*Record excerpts:*
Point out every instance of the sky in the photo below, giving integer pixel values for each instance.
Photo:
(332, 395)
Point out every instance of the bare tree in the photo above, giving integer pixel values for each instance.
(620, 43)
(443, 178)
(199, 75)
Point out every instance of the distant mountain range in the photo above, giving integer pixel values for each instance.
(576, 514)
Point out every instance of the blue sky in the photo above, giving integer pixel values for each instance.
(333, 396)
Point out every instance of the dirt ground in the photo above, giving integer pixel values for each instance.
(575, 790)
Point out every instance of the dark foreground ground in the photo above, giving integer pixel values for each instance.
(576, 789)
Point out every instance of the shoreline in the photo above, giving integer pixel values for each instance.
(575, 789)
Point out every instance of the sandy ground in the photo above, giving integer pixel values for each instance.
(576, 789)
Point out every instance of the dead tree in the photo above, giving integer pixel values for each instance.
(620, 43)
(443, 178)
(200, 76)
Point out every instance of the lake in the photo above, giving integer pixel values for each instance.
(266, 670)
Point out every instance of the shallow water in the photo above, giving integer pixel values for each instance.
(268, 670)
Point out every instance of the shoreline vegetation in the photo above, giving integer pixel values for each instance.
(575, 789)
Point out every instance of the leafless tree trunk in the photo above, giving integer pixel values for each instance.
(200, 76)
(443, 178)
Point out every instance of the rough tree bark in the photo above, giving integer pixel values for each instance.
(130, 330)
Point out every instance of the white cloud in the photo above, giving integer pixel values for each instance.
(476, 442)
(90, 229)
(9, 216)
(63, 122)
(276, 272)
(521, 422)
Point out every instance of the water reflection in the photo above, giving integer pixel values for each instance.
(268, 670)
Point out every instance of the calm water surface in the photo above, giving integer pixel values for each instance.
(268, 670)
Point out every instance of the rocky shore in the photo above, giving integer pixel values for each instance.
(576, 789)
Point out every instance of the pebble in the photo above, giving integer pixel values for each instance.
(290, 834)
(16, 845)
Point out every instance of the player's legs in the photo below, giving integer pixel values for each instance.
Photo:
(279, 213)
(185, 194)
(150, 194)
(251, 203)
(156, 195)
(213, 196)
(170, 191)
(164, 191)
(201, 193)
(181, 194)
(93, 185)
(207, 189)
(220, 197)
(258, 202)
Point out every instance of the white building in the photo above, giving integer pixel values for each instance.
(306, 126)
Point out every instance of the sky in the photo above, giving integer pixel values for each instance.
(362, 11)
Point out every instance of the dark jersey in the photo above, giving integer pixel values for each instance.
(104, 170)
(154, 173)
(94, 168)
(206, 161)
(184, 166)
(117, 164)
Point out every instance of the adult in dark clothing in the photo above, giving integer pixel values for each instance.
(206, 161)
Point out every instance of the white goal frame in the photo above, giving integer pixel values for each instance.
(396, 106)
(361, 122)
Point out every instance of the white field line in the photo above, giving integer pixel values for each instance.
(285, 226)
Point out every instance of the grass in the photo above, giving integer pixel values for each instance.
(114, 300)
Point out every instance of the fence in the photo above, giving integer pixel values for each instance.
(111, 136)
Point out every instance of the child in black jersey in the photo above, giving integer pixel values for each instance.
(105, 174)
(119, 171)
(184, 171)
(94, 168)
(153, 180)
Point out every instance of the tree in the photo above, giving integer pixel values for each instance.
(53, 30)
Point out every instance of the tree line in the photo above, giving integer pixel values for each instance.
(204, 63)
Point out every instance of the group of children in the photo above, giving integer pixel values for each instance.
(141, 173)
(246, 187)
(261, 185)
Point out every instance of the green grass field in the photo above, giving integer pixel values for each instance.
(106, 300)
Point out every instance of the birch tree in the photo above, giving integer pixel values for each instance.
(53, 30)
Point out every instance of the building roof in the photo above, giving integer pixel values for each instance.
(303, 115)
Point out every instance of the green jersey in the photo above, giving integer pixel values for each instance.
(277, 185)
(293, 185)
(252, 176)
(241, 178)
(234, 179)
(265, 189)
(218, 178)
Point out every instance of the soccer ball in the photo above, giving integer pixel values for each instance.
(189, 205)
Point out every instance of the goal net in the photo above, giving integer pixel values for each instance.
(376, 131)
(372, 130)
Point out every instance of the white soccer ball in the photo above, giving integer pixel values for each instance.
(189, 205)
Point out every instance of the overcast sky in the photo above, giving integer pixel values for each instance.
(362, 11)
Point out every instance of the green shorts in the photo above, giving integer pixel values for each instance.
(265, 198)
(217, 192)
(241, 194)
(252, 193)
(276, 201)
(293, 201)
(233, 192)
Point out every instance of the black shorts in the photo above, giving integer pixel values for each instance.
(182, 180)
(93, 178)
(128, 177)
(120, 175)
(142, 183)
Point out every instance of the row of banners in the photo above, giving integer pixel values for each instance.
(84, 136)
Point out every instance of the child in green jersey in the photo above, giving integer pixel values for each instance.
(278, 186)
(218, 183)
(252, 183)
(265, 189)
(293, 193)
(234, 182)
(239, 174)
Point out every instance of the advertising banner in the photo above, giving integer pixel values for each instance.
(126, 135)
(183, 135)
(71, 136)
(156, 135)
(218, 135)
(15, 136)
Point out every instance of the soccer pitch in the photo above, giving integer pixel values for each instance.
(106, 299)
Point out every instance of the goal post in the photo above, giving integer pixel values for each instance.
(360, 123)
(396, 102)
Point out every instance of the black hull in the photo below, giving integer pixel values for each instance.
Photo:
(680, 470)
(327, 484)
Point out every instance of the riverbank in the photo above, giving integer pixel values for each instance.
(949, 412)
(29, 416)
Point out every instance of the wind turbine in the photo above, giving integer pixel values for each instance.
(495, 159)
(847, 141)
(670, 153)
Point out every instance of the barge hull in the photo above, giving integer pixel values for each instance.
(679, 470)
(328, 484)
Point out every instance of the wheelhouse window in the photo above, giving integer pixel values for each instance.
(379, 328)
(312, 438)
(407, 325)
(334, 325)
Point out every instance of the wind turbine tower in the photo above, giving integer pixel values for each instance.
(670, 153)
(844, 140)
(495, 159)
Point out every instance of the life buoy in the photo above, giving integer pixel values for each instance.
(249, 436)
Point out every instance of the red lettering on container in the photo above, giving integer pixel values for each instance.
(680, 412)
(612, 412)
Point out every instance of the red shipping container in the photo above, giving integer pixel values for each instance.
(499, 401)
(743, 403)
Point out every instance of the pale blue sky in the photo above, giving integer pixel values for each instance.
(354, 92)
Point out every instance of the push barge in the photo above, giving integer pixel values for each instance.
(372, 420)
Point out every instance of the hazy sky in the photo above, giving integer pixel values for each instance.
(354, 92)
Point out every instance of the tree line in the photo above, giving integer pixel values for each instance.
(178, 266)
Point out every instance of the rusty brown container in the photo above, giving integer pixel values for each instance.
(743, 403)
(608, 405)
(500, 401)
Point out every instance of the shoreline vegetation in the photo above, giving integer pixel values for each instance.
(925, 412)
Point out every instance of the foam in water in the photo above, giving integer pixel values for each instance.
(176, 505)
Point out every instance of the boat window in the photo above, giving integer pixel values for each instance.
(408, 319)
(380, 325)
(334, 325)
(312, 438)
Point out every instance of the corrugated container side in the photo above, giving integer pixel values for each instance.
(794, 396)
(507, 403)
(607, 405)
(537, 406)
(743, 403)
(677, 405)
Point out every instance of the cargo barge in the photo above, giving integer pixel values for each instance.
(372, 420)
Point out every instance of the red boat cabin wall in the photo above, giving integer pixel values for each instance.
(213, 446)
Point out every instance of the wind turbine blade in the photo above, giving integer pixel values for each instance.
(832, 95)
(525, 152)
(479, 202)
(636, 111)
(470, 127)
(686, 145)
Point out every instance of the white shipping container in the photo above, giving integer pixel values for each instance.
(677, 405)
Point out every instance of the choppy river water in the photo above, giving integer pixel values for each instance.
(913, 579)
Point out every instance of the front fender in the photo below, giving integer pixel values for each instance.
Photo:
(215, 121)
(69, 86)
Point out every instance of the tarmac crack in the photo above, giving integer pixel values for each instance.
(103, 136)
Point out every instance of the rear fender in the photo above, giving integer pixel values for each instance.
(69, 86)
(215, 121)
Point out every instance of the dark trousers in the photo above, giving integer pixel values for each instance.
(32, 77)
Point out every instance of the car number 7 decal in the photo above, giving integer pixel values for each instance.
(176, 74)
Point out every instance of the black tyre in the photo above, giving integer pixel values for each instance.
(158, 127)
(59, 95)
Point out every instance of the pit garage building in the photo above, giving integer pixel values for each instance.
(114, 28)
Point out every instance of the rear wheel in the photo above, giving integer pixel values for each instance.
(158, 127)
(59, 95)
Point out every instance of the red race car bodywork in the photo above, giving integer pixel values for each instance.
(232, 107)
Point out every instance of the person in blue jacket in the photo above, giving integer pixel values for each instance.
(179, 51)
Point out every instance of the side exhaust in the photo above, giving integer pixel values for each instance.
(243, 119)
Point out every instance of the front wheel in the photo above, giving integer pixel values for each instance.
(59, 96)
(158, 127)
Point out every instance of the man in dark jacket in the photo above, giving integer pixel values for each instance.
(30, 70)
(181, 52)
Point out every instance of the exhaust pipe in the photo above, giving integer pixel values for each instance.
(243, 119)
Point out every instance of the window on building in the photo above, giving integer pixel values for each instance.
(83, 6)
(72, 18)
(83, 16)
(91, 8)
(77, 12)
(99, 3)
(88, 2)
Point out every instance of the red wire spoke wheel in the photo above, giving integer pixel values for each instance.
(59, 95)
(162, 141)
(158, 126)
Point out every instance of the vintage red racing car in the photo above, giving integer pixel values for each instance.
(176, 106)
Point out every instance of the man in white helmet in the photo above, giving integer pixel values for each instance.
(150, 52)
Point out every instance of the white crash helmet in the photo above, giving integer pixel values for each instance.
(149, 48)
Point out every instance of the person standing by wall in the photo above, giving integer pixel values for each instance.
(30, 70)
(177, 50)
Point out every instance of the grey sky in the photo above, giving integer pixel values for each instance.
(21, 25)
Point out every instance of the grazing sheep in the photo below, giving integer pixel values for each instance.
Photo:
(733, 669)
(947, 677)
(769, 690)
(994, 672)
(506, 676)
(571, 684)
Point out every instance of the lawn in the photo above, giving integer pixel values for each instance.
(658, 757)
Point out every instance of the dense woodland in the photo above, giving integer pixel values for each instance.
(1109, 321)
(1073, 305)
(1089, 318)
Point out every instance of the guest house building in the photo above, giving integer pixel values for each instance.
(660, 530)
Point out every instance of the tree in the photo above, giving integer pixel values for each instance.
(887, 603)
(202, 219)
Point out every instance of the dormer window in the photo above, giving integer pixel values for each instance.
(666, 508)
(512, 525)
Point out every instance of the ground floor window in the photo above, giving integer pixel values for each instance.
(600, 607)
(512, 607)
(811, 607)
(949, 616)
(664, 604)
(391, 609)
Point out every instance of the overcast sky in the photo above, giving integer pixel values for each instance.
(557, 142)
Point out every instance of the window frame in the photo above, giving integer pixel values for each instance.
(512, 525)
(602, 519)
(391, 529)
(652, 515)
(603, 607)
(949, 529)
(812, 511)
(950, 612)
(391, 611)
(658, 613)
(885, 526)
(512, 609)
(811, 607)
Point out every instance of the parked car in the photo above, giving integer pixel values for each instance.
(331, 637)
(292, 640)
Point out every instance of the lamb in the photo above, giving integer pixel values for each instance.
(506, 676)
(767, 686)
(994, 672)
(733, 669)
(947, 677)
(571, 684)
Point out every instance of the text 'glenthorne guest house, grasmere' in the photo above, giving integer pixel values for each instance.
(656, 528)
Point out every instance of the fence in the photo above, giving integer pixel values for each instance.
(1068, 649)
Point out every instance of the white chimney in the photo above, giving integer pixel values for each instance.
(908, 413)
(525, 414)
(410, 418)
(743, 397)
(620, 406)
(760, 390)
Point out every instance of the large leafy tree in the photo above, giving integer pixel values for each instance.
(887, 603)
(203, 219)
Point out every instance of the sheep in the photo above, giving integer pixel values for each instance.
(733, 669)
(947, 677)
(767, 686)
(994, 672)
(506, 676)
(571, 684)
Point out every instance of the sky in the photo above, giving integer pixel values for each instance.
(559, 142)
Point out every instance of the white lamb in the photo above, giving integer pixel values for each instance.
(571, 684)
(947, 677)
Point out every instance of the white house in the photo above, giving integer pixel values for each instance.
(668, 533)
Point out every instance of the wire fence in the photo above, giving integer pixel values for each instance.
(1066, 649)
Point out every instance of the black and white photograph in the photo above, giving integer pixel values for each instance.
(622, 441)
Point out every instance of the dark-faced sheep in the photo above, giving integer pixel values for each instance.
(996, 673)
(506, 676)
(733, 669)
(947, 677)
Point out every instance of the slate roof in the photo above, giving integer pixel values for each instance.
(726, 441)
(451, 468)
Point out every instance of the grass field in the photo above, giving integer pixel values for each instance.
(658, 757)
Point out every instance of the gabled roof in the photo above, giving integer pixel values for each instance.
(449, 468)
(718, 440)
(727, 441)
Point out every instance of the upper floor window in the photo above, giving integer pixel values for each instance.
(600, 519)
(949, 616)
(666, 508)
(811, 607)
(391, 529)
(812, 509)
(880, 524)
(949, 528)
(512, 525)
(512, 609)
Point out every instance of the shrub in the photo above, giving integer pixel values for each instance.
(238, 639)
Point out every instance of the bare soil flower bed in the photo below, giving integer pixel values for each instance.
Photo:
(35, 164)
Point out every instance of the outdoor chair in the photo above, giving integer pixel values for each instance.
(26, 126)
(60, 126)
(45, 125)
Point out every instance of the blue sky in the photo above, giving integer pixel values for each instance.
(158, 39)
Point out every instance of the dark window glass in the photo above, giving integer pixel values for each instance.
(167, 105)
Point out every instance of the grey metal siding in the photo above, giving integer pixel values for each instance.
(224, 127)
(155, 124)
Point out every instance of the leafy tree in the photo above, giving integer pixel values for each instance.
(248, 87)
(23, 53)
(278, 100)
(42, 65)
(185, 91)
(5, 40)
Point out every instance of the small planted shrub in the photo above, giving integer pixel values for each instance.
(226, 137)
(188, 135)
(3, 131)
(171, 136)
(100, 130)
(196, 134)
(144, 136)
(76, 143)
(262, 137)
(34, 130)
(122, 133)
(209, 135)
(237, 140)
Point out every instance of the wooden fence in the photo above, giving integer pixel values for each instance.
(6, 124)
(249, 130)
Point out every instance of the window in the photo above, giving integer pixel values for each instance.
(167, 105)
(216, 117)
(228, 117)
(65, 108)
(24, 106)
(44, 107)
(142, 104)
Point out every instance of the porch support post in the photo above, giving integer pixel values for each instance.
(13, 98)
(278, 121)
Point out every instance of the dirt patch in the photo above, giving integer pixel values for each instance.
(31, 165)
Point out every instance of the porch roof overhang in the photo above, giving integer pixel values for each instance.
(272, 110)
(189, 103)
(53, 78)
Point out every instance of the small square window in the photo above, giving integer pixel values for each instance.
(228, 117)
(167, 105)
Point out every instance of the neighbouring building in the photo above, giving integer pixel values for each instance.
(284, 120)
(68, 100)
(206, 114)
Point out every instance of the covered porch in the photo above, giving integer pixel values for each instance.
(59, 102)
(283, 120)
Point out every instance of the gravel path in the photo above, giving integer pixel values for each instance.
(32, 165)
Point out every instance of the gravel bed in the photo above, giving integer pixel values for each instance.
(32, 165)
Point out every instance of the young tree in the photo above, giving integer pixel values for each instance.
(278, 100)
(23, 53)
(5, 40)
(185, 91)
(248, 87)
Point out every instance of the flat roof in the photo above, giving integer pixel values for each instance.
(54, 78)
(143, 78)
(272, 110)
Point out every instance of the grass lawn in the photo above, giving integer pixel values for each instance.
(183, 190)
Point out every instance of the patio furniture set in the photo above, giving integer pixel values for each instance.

*Task directions:* Express the lines from the one containing "Point out every instance of the grass lawn" through the final line as a JSON list of strings, one string per line, with blank lines omitted.

*Task result:*
[
  "Point out every instance of the grass lawn in the photo above, giving integer pixel values for each instance.",
  "(183, 190)",
  "Point out every instance of the patio furniture set in the photo above, giving integer pixel values for each instance."
]